* **Work required**: Do these statements agree with the post below on pregnancy termination: (a) the writer was surprised by the backlash against the politician, (b) the writer finds working with young people around handling a pregnancy often the most emotionally taxing part of the job, (c) the coworker's story happened at a Planned Parenthood location? Answer yes or no for each, quoting the deciding words of the post.

* **Source extract**:

I was very disheartened, yet not surprised by the backlash this politician received after her personal disclosure of a termination during her teen years:
The reasons behind my reaction is based in the fact that the issue of terminating a pregnancy has been battleground here in the US (and in other countries as well) for YEARS and will continue to be so. But as this war over women’s rights rages, the one thing that is often lost as policy gets adjusted is the face of who this issue impacts: the woman who is exercising the right to choose.
It is essential to protect that right to choose that a women and as to be supportive of those rights as possible – even if one doesn’t agree with the choice that woman may make.
On the 9-5, working with young people around handling a pregnancy is often the most emotionally taxing part of my job. This is so because deep in your heart you know that once you find out that this was an unintended pregnancy, there will be some emotional residue left over for the women no matter what her decision is going forward.
One classic story I will never forget was an experience a coworker of mine had while working at a Planned Parenthood location. Often times at some of these locations you will have a group of pro life protesters outside those locations, trying to influences clients as they walk into the facility. One day, my coworker saw a client who was pregnant and choice to terminate an unintended pregnancy. A few weeks later, on her way into the clinic as she passed by the usual group of protestors, she recognized one of the faces in the group – it was the same client she has seen who chose to terminate her pregnancy.

Extracted data entries:
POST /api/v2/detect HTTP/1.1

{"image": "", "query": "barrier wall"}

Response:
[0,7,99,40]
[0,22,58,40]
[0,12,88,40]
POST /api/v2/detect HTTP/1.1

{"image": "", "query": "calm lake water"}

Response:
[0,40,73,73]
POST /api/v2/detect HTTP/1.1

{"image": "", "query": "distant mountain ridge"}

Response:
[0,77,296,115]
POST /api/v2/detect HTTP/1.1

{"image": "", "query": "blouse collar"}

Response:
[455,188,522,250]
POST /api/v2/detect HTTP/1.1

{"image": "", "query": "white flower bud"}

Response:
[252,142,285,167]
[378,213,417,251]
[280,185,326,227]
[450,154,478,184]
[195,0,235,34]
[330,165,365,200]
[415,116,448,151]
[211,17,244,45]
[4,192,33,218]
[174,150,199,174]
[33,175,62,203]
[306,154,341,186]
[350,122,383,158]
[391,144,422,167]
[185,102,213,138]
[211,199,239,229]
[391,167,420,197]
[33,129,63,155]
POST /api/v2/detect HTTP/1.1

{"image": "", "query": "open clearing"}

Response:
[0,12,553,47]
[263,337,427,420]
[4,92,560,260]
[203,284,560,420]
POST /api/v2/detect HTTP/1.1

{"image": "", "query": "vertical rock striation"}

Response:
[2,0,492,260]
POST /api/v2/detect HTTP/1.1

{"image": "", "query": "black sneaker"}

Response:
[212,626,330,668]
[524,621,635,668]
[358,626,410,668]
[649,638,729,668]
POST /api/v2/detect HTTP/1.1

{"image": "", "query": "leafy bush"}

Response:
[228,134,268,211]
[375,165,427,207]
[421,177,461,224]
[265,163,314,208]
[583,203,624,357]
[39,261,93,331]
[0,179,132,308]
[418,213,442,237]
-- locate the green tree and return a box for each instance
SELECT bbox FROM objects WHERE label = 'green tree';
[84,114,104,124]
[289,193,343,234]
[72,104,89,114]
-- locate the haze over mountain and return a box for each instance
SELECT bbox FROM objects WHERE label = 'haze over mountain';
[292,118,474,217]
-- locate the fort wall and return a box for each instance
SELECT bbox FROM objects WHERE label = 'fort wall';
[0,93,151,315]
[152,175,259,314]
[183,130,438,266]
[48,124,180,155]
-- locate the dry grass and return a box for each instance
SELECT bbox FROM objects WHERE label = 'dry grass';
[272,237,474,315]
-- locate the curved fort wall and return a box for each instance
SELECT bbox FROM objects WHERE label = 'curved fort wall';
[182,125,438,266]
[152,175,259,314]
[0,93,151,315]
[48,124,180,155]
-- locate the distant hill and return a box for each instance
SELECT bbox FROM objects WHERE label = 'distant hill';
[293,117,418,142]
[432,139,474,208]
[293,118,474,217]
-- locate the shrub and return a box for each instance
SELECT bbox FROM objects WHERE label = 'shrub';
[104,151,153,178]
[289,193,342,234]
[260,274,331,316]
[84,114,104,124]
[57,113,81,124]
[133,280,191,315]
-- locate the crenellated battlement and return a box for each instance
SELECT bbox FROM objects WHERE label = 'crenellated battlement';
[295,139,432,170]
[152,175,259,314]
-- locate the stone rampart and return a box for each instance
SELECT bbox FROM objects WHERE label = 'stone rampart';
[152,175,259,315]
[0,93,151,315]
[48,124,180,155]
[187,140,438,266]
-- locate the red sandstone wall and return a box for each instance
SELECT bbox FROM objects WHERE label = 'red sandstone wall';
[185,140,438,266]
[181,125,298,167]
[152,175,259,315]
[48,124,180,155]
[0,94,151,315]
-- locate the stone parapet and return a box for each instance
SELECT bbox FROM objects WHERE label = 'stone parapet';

* **Solved exercise**:
(a) No: "I was very disheartened, yet not surprised by the backlash this politician received"
(b) Yes: "working with young people around handling a pregnancy is often the most emotionally taxing part of my job"
(c) Yes: "an experience a coworker of mine had while working at a Planned Parenthood location"